Input material Start Marker
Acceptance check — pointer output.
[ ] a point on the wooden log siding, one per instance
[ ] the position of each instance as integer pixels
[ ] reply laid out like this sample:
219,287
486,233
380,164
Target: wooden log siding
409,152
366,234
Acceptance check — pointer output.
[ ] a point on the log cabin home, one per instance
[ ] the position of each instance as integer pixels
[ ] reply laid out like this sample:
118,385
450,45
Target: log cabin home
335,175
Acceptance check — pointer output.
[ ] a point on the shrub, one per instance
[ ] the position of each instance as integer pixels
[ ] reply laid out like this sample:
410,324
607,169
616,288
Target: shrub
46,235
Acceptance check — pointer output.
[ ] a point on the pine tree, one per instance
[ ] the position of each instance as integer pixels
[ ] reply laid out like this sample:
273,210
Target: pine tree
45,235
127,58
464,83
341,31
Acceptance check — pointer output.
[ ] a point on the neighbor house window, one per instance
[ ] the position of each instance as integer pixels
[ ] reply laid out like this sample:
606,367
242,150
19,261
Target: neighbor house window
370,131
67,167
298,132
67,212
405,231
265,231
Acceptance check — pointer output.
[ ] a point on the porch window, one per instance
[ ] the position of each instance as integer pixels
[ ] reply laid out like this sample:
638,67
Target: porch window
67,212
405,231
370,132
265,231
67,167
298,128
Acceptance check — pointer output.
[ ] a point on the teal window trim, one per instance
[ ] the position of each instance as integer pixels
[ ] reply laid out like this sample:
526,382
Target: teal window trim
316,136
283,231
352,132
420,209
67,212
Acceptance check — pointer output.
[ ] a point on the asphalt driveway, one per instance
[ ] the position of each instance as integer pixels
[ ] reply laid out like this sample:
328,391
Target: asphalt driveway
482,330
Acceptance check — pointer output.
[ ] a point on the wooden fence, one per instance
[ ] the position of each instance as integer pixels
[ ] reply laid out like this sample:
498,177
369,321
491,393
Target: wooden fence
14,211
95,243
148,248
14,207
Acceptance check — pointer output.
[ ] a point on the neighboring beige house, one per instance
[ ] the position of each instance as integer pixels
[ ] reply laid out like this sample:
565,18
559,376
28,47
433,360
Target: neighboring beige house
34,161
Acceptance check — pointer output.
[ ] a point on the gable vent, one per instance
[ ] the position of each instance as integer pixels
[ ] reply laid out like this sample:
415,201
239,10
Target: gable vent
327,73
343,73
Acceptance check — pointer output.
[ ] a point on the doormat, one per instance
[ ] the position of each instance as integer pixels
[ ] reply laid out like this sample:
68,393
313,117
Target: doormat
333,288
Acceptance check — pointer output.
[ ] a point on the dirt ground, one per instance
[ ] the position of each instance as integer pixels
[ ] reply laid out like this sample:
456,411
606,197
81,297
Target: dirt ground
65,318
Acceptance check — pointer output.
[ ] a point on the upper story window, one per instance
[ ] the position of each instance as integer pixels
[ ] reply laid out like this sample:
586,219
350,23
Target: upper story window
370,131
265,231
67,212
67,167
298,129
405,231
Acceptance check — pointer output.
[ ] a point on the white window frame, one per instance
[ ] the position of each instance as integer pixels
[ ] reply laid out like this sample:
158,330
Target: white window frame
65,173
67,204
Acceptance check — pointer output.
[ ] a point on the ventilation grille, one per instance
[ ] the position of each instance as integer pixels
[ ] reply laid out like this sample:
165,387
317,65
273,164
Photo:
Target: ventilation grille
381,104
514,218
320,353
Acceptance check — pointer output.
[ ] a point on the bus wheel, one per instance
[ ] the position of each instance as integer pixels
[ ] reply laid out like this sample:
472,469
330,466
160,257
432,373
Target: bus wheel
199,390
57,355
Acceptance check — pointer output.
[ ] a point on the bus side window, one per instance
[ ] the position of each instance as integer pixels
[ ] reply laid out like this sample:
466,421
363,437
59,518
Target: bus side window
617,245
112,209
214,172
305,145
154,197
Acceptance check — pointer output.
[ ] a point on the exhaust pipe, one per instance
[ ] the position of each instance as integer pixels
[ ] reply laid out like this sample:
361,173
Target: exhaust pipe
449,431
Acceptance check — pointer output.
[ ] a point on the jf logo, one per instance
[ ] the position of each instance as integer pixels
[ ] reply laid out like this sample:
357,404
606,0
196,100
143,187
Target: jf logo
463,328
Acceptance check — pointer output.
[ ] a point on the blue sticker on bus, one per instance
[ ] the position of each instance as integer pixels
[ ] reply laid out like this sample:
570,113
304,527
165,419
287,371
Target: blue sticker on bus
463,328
Input material End Marker
> [What the exercise asks]:
From the line containing "[ ] a point on the exhaust" down to the final line of the data, write out every line exactly; both the first and last of these belong in your answer, and nothing else does.

> [Your response]:
[ ] a point on the exhaust pipe, one per instance
[ ] the position of each instance as integer pixels
[ ] reply laid out like this sample:
361,173
Target: exhaust pipe
449,431
Acceptance check — pointer output.
[ ] a point on the jf logo, one per instance
[ ] the position of each instance as integer pixels
[ ] reply laid out like this sample:
357,404
606,0
196,100
143,187
Target: jf logo
463,328
Acceptance check — pointer output.
[ ] a point on the blue sticker on bus, one per instance
[ ] the position of each instance as integer pixels
[ ] reply laid out like this sample:
570,113
304,527
165,419
287,371
Target: blue sticker on bus
463,328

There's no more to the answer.